**Stored data entries**
=====

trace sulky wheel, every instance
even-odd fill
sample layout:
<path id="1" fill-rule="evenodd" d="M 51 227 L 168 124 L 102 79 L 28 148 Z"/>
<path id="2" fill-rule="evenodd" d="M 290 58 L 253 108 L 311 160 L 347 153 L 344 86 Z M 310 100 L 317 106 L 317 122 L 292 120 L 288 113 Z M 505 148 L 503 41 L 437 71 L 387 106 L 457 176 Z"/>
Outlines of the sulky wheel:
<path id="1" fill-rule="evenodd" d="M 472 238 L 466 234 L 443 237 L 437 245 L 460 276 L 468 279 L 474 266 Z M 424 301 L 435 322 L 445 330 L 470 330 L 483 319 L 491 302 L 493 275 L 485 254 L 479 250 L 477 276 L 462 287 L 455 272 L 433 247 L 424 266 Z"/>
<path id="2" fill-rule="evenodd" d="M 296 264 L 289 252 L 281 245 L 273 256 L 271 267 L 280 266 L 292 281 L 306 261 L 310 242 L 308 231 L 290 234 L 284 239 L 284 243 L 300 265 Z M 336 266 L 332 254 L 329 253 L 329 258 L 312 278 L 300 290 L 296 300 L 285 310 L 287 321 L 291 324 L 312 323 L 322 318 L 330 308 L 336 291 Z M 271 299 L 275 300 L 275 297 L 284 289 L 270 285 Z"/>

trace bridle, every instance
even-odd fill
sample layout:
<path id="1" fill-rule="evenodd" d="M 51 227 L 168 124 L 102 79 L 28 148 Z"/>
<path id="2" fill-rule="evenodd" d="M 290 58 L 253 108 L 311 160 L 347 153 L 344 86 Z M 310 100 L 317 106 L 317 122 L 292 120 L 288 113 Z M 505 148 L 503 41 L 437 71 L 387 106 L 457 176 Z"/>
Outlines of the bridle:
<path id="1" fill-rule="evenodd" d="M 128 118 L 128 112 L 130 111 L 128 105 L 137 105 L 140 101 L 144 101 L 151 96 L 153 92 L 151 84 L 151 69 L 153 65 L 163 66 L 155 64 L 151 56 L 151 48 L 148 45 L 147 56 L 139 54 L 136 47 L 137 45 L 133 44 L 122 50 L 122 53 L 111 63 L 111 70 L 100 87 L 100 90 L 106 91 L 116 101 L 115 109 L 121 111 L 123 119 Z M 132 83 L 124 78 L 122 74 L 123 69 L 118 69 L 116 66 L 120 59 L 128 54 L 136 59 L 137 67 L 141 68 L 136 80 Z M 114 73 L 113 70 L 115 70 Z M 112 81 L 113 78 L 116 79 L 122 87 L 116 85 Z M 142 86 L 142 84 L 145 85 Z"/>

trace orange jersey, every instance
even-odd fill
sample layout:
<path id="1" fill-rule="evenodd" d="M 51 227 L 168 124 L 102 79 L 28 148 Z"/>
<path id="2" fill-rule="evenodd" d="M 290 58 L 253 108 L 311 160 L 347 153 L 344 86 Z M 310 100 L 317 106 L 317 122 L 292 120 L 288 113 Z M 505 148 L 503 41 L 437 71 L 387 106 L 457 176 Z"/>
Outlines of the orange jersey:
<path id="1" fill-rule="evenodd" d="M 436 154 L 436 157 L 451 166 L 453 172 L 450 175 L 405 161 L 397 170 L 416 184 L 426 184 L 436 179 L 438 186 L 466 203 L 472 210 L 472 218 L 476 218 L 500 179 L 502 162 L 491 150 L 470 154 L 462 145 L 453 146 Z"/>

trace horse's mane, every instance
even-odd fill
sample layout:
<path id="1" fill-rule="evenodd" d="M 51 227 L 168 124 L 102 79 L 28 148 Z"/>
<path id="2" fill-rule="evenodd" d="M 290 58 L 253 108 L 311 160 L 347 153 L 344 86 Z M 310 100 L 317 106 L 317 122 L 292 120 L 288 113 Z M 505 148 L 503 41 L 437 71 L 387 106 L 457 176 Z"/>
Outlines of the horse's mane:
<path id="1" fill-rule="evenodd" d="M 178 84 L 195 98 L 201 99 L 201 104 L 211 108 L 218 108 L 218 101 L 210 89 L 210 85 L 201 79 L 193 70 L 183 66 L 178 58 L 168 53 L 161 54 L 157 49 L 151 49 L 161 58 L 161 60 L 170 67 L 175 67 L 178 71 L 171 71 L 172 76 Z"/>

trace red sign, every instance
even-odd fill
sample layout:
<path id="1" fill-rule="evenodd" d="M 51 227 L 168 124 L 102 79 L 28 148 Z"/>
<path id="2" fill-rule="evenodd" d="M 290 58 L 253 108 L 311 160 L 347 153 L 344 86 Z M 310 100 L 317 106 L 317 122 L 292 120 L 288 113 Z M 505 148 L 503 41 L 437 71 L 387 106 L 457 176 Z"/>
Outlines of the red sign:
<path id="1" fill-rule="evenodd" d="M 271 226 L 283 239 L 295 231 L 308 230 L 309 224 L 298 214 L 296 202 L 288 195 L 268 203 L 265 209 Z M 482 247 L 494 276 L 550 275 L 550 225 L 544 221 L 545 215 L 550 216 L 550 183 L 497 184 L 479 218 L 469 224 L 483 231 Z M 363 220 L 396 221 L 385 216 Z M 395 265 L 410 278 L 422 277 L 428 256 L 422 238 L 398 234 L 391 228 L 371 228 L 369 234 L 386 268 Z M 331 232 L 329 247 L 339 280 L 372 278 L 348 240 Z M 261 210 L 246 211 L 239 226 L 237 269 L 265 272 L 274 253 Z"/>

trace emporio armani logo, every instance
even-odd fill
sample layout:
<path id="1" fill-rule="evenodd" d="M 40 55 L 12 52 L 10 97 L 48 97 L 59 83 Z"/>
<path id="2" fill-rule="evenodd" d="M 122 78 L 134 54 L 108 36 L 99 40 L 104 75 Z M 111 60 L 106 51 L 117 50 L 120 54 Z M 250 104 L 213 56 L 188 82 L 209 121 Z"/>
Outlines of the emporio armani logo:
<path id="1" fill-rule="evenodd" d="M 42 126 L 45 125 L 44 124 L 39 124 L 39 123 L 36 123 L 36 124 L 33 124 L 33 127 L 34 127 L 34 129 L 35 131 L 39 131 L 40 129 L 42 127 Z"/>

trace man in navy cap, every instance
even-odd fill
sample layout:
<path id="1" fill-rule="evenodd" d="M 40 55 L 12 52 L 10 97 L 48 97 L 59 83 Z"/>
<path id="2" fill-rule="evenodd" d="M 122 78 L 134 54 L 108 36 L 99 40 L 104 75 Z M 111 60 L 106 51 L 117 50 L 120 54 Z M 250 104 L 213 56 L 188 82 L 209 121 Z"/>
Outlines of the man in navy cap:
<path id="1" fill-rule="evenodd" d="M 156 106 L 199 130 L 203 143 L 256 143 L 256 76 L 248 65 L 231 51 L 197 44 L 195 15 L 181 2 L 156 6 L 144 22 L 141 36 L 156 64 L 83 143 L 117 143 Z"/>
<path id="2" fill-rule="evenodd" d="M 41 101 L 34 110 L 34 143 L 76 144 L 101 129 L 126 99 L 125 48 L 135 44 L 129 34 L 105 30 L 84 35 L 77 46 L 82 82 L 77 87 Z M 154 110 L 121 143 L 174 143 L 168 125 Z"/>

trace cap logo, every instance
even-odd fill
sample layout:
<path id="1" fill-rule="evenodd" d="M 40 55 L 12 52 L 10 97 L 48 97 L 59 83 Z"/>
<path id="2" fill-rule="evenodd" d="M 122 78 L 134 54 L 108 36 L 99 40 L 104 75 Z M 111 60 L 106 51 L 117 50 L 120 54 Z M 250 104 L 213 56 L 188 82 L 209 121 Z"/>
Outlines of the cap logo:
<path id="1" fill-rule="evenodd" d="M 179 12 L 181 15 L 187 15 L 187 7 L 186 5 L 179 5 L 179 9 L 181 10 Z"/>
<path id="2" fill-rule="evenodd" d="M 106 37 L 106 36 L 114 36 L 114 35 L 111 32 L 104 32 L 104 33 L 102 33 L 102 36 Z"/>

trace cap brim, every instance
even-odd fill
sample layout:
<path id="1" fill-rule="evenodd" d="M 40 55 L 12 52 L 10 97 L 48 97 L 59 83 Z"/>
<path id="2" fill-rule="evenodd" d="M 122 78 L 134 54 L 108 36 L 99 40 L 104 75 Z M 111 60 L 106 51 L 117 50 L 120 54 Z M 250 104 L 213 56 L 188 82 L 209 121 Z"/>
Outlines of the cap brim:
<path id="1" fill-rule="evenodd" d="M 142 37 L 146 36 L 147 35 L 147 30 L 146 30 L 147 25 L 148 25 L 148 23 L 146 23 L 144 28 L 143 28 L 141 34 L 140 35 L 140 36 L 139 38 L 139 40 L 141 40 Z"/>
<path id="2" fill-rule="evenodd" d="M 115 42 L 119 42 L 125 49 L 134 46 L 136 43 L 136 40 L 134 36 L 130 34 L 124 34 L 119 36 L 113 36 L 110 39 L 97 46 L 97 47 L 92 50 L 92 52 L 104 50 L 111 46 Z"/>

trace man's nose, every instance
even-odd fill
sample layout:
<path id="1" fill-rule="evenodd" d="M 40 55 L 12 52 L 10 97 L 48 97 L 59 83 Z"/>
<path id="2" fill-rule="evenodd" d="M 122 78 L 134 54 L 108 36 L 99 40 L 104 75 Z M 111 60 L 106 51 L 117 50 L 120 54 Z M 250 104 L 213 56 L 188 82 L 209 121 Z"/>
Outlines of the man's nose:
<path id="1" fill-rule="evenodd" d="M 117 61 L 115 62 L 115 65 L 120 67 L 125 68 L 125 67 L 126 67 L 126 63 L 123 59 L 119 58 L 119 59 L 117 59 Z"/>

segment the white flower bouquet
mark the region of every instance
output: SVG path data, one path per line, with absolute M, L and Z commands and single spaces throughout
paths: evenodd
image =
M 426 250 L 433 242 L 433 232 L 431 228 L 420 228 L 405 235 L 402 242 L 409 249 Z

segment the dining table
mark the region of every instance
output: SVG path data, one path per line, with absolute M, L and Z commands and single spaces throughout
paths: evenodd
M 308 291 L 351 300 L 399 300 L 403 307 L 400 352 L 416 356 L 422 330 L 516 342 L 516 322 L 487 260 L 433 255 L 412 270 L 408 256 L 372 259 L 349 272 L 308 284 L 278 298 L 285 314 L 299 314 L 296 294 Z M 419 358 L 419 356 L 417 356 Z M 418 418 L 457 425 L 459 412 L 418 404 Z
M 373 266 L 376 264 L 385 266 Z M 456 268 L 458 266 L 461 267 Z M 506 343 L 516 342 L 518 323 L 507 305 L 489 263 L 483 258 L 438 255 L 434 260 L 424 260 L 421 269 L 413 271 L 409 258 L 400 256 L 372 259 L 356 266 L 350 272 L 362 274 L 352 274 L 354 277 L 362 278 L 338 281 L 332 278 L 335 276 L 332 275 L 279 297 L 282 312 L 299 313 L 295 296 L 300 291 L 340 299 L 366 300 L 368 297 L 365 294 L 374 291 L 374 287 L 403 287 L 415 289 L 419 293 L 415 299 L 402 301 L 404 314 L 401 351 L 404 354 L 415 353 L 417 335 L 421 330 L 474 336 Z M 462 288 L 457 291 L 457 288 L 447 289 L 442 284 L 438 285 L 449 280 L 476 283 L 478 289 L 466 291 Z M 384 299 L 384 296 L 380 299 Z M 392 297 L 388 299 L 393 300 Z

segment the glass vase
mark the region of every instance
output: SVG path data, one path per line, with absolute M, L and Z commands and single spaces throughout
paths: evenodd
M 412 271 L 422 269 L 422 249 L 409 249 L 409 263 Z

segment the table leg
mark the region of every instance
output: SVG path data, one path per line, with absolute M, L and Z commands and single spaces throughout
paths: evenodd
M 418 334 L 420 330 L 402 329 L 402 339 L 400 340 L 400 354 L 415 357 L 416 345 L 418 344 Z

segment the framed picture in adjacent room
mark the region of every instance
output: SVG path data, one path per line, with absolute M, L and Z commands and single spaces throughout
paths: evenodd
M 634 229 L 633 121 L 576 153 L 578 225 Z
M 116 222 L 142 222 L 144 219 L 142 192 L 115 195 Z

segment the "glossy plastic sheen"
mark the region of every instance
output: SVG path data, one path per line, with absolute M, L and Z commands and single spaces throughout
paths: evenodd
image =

=====

**AIM OF THE EXERCISE**
Copy out word for word everything in the entries above from the line containing "segment the dining table" down to the line containing "M 308 291 L", including both of those lines.

**FINISHED TASK**
segment the dining table
mark the region of every instance
output: SVG path data, one path per line, with absolute M, L and Z commands and single spaces throughout
paths: evenodd
M 308 291 L 351 300 L 399 300 L 403 307 L 400 352 L 416 356 L 422 330 L 516 342 L 516 322 L 487 260 L 433 255 L 412 270 L 408 256 L 372 259 L 349 272 L 308 284 L 278 298 L 285 314 L 299 314 L 296 294 Z M 419 358 L 419 356 L 417 356 Z M 418 418 L 457 425 L 459 412 L 418 404 Z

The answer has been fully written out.